Consigne: Pouvez-vous écrire la suite de la critique de l'album Trans-Continental Hustle de Gogol Bordello reproduite plus bas, en partant de sa dernière phrase ?

Document source:
______

Il arrive souvent un jour où les groupes cultes méritant éclatent en plein jour. Pour Gogol Bordello, cela s’est produit lorsque Madonna a évoqué dans la presse son admiration pour l’énergie tribale d’Eugene Hütz et sa troupe. Cela s’est même confirmé lorsque la bande d’agitateurs a été signée chez Columbia et que le travail de production de son cinquième album a été confié à Rick Rubin. Une collaboration somme toute logique et qui amène avec Trans-Continental Hustle de nouvelles perspectives de développement à ce collectif libre pensant.

Fidèle à son crédo, Rick Rubin pousse Gogol Bordello à revenir à la base de son son et à se focaliser sur le strict essentiel. Néanmoins, avec un violoniste et un accordéoniste dans son line-up, le strict essentiel du groupe comporte de nombreuses couches. Pour autant, Gogol Bordello s’essaie à quelques exercices dépouillés comme When Universes Collide, tenu en grande partie par des lignes vocales sponsorisés par Eristoff et une lugubre guitare acoustique. Toutefois, le naturel revient petit à petit, au fur et à mesure qu’évolue le morceau, et nous rappelle que les forces du combo sont avant tout ancrées dans une mixture acide de gypsy punk populaire.

La véritable nouveauté est à trouver du côté des influences latines qui émaillent l’ensemble de Trans-Continental Hustle. En effet, Eugene Hütz, globe-trotter insoumis, s’est installé au Brésil depuis quelque temps et sa musique s’en ressent énormément. Pala Tute, Raise The Knowledge, My Companjera, Last One Goes the Hope, Trans-Continental Hustle ou Uma Menina Uma Cigana possèdent tous des relents rythmiques sud américains qui se marient superbement bien à l’approche américano-slave du reste. Gogol Bordello distille une world music loin de la vision du label Real World mais elle fédère un nombre impressionnant de nations, comme si Regina Spektor, Manu Chao, Ska-P, Flogging Molly, The Dresden Dolls et Devotchka s’étaient rassemblés pour jouer à l’unisson, sans tabou.

Malgré tout, le résultat final se situe un bon cran en dessous des deux précédents albums, la faute à plusieurs morceaux de second rang et – reconnaissons-le – une certaine lassitude qui commence à poindre. Sun Is On My Side ressemble à un titre acoustique de Johnny Cash où la voix alcoolisée de Hütz ne trouve pas la bonne interprétation. To Rise Above se fait remarquer quant à elle comme une des seules mauvaises chansons écrites par le moustachu.

______

Liste des entrées:
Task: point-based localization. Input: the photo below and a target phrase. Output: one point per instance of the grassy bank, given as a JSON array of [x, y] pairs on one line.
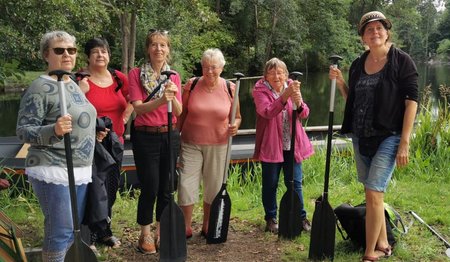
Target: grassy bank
[[422, 186]]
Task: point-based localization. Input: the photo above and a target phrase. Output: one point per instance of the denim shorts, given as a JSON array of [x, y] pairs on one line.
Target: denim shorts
[[376, 172]]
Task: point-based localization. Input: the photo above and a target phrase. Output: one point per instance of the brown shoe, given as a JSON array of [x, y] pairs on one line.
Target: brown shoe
[[272, 226], [146, 244], [306, 225]]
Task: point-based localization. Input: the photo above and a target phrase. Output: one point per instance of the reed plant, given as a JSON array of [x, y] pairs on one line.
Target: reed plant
[[422, 186]]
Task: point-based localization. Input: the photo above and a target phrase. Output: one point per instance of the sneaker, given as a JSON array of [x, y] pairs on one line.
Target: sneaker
[[272, 226], [306, 225], [146, 244]]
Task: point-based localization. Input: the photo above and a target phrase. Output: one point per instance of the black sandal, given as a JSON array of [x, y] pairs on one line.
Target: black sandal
[[111, 241]]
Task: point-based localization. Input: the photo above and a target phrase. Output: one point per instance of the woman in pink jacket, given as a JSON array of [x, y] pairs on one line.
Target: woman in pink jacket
[[274, 96]]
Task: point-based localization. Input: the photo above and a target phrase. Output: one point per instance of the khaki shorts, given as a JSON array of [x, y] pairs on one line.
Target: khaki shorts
[[206, 162]]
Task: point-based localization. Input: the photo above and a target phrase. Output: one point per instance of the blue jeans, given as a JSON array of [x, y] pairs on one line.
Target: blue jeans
[[376, 172], [270, 177], [58, 223]]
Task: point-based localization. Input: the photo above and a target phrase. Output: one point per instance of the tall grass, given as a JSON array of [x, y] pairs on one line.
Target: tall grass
[[422, 186]]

______

Réponse proposée:
Au final, Gogol Bordello, en complexifiant sa musique et en variant les styles, a perdu un élément essentiel de sa personnalité : son positivisme décomplexé. On se rappelle de titres comme Sally, Ultimate, Think Locally Fuck Globally, Immigrant Punk ou American Wedding et on se demande où sont passés les délires taillés pour la scène. Le trio de morceaux qui clôt le disque nous laisse tout de même sur une bonne impression et montre que, si Gogol Bordello a choisi de faire un album différent, il n’a aucunement perdu la gnac. Madonna peut dormir tranquille.

Line-up
Eugene Hütz (chant+guitare+percussion)
Sergey Ryabtsev (violon)
Yuri Lemeshev (accordéon)
Oren Kaplan (guitare)
Thomas Gobena (basse)
Pamela Jintana Racine (percussion)
Elizabeth Sun (percussion)
Pedro Erazo (percussion)
Oliver Charles (batterie)

Tracklist de Trans-Continental Hustle
1. Pala Tute – 4:05
2. My Companjera – 3:22
3. Sun Is on My Side – 4:25
4. Rebellious Love – 3:57
5. We Comin' Rougher (Immigraniada) – 3:47
6. When Universes Collide – 4:48
7. Uma Menina Uma Cigana – 4:35
8. Raise the Knowledge – 4:57
9. Last One Goes the Hope – 4:35
10. To Rise Above – 3:48
11. In the Meantime in Pernambuco – 3:11
12. Break the Spell – 4:07
13. Trans-Continental Hustle – 4:17

Discographie
Voi-La Intruder (1999)
Multi Kontra Culti vs. Irony (2002)
Gypsy Punks: Underdog World Strike (2005)
Super Taranta! (2007)
Trans-Continental Hustle (2010)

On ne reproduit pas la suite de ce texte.